> [BRIEF] Every line of the records below from the line with "Query: lamp post on bridge" up to and including the line with "of the horizontal" must be reproduced exactly, and no line outside that range.

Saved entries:
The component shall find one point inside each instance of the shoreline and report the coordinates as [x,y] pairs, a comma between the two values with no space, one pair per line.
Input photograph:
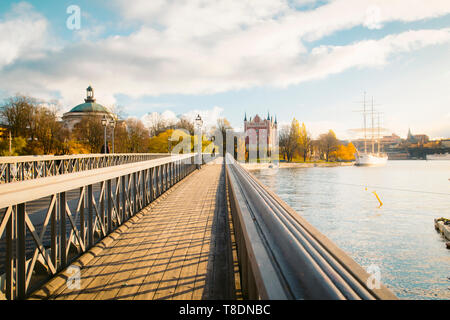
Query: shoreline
[283,165]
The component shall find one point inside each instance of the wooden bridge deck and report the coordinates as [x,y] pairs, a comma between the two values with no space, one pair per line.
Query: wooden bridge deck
[180,248]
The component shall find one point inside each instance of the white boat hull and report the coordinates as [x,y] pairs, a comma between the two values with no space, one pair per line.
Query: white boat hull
[369,159]
[437,156]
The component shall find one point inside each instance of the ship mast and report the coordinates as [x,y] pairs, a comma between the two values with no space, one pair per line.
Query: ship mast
[365,135]
[373,141]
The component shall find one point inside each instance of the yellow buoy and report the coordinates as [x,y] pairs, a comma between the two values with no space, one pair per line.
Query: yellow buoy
[378,198]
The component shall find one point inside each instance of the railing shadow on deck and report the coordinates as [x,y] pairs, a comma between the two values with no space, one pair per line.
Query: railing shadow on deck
[68,227]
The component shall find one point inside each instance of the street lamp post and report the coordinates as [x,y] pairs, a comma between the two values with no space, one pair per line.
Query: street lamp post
[104,124]
[112,123]
[199,123]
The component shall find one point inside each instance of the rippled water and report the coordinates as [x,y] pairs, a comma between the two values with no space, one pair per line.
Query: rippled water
[399,237]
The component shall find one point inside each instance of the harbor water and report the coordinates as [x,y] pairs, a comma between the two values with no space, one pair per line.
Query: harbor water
[397,237]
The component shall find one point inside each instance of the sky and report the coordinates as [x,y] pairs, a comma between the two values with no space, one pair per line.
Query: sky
[312,60]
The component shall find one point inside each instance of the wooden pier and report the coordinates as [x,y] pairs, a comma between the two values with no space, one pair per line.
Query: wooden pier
[179,247]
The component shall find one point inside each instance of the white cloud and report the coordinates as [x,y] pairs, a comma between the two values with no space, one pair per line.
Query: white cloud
[198,47]
[209,116]
[23,34]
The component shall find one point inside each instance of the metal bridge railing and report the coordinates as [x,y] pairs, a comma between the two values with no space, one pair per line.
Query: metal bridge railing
[31,167]
[282,256]
[47,223]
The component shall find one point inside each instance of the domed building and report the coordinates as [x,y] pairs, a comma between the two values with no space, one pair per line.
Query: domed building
[87,109]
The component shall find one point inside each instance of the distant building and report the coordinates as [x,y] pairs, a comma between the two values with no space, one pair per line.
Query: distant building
[417,138]
[445,143]
[86,109]
[258,130]
[391,140]
[4,131]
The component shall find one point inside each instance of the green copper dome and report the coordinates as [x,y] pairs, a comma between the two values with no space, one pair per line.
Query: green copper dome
[89,104]
[89,107]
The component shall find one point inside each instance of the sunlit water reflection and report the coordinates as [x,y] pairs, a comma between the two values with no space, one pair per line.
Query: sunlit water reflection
[399,237]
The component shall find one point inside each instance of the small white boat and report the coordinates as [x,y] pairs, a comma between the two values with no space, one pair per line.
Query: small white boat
[370,159]
[438,156]
[373,158]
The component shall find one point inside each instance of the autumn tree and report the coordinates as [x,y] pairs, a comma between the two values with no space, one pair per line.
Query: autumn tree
[17,112]
[222,126]
[328,143]
[90,132]
[304,142]
[138,136]
[185,124]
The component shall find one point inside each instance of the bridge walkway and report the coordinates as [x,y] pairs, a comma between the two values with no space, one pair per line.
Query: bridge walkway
[178,247]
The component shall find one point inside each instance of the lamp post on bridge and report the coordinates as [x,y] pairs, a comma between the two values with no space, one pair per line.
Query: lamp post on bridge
[104,124]
[198,124]
[112,123]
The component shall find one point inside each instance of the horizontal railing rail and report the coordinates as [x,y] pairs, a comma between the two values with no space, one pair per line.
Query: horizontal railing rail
[282,256]
[46,223]
[22,168]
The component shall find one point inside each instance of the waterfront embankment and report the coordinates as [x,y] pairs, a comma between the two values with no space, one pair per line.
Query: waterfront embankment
[256,166]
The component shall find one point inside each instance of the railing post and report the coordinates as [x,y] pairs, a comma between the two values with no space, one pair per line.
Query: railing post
[109,197]
[54,233]
[21,258]
[90,216]
[62,213]
[82,221]
[151,185]
[9,255]
[124,204]
[134,194]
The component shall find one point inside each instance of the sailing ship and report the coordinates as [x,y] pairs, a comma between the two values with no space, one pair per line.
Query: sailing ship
[370,158]
[438,156]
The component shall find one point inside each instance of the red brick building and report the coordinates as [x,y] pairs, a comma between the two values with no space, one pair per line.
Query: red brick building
[258,130]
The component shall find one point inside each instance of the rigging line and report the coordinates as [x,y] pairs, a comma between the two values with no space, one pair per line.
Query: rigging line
[379,187]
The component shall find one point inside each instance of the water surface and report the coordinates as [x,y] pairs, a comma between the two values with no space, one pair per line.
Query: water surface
[399,237]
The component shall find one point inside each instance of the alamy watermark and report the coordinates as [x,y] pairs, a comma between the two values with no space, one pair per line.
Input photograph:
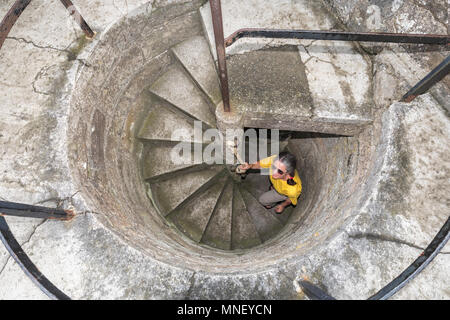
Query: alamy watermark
[211,146]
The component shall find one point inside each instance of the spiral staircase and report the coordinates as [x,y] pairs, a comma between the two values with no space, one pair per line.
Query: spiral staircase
[196,229]
[208,203]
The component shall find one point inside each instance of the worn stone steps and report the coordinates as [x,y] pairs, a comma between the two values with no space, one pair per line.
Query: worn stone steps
[301,85]
[192,217]
[161,121]
[195,56]
[205,202]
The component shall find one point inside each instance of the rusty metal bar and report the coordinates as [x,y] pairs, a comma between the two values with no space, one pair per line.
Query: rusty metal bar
[29,211]
[337,35]
[216,13]
[78,18]
[10,18]
[314,292]
[417,266]
[436,75]
[21,258]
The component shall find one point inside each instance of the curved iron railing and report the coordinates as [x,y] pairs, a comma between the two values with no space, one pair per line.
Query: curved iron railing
[312,291]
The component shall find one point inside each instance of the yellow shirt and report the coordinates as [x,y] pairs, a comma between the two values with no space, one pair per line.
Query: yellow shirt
[281,186]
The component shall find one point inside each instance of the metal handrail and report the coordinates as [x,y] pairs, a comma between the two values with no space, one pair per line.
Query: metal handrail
[439,241]
[16,209]
[338,36]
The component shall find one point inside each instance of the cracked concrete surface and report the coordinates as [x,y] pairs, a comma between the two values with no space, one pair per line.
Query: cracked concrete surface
[38,69]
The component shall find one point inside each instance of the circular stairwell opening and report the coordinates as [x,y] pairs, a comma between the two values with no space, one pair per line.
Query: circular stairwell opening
[124,109]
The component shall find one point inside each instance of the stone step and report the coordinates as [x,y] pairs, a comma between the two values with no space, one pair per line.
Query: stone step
[256,184]
[176,86]
[266,224]
[161,158]
[195,55]
[243,232]
[171,193]
[218,230]
[192,217]
[166,124]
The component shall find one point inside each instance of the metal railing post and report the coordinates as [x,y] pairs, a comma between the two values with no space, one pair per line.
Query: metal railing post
[78,18]
[10,18]
[216,13]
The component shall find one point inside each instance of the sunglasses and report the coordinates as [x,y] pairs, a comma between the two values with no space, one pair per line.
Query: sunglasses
[278,170]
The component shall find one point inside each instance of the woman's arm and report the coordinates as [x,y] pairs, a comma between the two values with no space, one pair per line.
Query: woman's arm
[246,166]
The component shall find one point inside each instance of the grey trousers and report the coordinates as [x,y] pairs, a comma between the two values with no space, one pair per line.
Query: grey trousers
[271,197]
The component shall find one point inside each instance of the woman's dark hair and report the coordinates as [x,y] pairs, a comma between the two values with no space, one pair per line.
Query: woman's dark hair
[289,160]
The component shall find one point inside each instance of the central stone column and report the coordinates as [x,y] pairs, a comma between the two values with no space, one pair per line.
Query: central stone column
[231,127]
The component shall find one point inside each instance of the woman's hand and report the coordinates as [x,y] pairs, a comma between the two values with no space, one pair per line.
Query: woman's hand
[279,208]
[244,167]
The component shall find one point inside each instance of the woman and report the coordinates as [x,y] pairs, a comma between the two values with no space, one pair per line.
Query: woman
[286,184]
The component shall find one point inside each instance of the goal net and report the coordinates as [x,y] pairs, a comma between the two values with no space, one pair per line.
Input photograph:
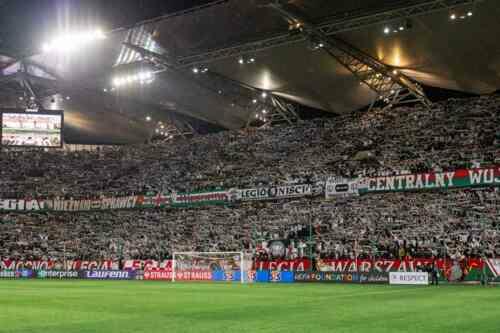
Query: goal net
[211,266]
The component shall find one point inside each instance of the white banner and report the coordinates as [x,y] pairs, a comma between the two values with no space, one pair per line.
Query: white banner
[341,187]
[413,278]
[278,192]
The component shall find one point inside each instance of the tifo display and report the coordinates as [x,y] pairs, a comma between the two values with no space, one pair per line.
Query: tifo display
[466,178]
[374,191]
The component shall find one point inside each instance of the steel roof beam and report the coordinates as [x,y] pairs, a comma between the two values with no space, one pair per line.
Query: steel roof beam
[390,85]
[331,26]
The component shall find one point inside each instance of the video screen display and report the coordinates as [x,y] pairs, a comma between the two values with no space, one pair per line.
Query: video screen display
[21,129]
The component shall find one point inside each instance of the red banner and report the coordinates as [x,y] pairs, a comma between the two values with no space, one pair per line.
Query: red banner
[72,265]
[298,265]
[166,275]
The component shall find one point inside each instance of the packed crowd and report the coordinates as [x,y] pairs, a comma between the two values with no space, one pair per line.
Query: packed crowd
[454,134]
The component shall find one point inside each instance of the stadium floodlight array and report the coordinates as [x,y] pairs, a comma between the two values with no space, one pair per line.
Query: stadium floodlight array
[72,41]
[144,77]
[186,262]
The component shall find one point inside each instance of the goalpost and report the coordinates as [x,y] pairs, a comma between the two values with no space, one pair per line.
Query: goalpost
[200,263]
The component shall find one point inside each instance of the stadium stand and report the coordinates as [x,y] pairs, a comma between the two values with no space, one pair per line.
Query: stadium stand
[457,133]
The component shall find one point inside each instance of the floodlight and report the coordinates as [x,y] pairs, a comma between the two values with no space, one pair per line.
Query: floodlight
[71,41]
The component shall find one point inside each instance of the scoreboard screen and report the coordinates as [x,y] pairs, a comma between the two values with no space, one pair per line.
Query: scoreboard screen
[24,129]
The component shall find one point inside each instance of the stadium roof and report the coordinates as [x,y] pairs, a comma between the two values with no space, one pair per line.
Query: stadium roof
[435,50]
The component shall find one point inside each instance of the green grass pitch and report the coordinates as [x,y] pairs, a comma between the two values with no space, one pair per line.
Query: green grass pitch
[135,306]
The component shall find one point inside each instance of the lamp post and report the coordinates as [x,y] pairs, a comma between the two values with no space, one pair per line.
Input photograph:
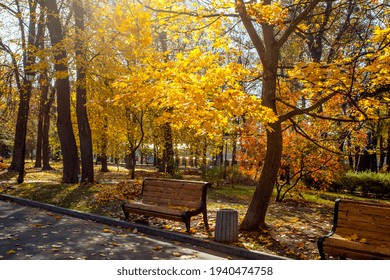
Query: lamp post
[28,79]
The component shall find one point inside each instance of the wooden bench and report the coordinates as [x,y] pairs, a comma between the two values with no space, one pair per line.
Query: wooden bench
[170,199]
[360,230]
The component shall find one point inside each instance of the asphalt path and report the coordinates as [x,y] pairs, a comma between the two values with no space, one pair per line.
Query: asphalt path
[29,233]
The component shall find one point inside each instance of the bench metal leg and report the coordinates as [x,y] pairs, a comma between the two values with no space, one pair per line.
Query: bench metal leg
[125,212]
[187,221]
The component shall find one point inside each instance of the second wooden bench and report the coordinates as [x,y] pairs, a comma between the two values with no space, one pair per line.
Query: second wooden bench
[361,230]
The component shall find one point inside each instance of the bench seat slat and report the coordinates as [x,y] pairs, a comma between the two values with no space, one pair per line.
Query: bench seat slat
[369,231]
[337,243]
[361,230]
[170,199]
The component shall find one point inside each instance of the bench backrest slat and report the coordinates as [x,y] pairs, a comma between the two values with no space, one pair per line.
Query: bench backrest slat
[173,193]
[366,221]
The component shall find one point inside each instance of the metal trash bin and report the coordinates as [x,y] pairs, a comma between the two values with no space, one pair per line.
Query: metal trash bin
[226,228]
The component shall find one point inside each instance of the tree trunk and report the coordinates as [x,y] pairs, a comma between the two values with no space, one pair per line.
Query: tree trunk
[169,152]
[19,150]
[45,131]
[103,156]
[64,122]
[257,209]
[87,172]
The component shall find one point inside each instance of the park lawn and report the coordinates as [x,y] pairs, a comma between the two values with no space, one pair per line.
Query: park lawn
[292,230]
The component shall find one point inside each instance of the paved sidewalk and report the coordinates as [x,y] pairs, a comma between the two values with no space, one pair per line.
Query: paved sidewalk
[32,233]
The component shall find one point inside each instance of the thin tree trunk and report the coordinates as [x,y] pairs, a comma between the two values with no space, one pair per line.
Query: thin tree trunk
[169,152]
[45,131]
[64,122]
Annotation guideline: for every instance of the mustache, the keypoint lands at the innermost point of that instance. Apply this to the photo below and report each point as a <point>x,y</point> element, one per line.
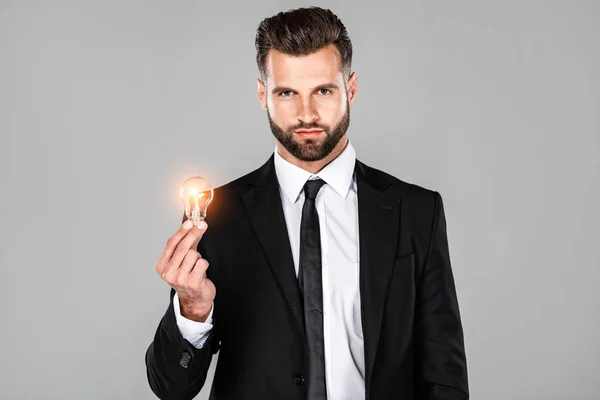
<point>302,125</point>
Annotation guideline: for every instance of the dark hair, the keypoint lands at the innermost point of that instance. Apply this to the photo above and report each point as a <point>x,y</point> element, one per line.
<point>301,32</point>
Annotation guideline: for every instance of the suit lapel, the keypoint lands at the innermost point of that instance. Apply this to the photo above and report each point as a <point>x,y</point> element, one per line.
<point>378,222</point>
<point>378,218</point>
<point>263,205</point>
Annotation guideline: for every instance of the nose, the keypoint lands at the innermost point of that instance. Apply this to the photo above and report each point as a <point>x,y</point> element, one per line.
<point>307,111</point>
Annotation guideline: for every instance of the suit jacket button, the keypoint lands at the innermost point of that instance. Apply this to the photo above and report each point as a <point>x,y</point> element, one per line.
<point>185,359</point>
<point>299,379</point>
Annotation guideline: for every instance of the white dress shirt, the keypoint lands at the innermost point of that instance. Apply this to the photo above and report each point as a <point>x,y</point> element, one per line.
<point>337,207</point>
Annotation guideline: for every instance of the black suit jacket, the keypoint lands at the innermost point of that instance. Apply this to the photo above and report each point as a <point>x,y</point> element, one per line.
<point>412,331</point>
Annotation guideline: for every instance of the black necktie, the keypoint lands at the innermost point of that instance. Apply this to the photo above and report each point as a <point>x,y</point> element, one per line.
<point>311,290</point>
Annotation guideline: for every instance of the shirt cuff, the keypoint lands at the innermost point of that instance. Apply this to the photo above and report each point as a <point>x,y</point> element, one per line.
<point>194,332</point>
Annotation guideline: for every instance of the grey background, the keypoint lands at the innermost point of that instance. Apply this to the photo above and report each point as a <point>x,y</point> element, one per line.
<point>105,107</point>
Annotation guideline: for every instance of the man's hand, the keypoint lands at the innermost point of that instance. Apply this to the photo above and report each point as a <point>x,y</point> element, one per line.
<point>182,267</point>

> [REPLY TO THE TASK]
Query: lamp post on bridge
[104,124]
[198,124]
[112,123]
The component shall find one point inside each instance of the horizontal railing rail and report the coordinates as [x,y] pairs, a comma between the two values with no space, one pair per line.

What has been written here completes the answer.